### Document
:::::

Jared Harris for FAULT Magazine Issue 27

Photographer | Osvaldo Ponton
Stylist + Art Director | Chaunielle Brown
Groomer | Scott McMahan @ Kate Ryan
Set Designer | Lauren Bahr @ Kate Ryan
Photo Assistants | Nicasio Andrade + Xiangyun Chen
Fashion Assistants | Francis Harris + Ariane Velluire

A far cry from the typical, theatrical masks sputtering their pre-fabricated phrases, Jared Harris is a poised and reflective interviewee. As we banter about Brexit, Boris, and all that bullshit, there’s no suggestion that he’s keen to move things along in the direction of some scripted lines about his next role.

It’s a little surprising that he isn’t fervently plugging what promises to be another significant milestone in his storied career: the role of Absalom Breakspear in Amazon’s 2019 series ‘Carnival Row’. After all, the show reportedly has an enormous budget, stars eye-widening leads in Orlando Bloom and Cara Delevigne, and has been put together largely by his former college pal, René Echevarria. But it’s clear that Jared’s been around the block a few times. When he speaks, it’s with the assurance of someone who knows that the next role is never very far away. And it’s reassuring to get the sense that he’s treating our interview with the same sense of enjoyment as he has the rest of his career to date. It’s all part of the job, after all, so you might as well make the most of it…

FAULT: Tell us about your current project [AMC’s ‘The Terror’]

Jared Harris: The job’s great. It’s sort of special, really: the showrunner is a friend of mine from Duke University, so I’ve known him for a really long time. My younger brother’s on it as well, so I get to work with him. That’s always been a personal goal of mine.

The show itself is really well written, and that’s always the first question that one asks: how’s the script?

Jared Harris for FAULT Magazine Issue 27

There’s often a temptation to qualify actors based on a role call of who they’ve worked with – and you’ve worked with some of the biggest names in the business (Tarantino, Soderbergh, Guy Ritchie, David Fincher etc). How important is that to you? To what extent do you take jobs based on the personnel vs the project?

:::::

### Provided data
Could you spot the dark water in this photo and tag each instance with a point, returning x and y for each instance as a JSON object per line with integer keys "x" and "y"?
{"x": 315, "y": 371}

:::::

### To be done
In the interview above, which character does Jared Harris play in the 2019 series 'Carnival Row'?

### Answer to this problem
Absalom Breakspear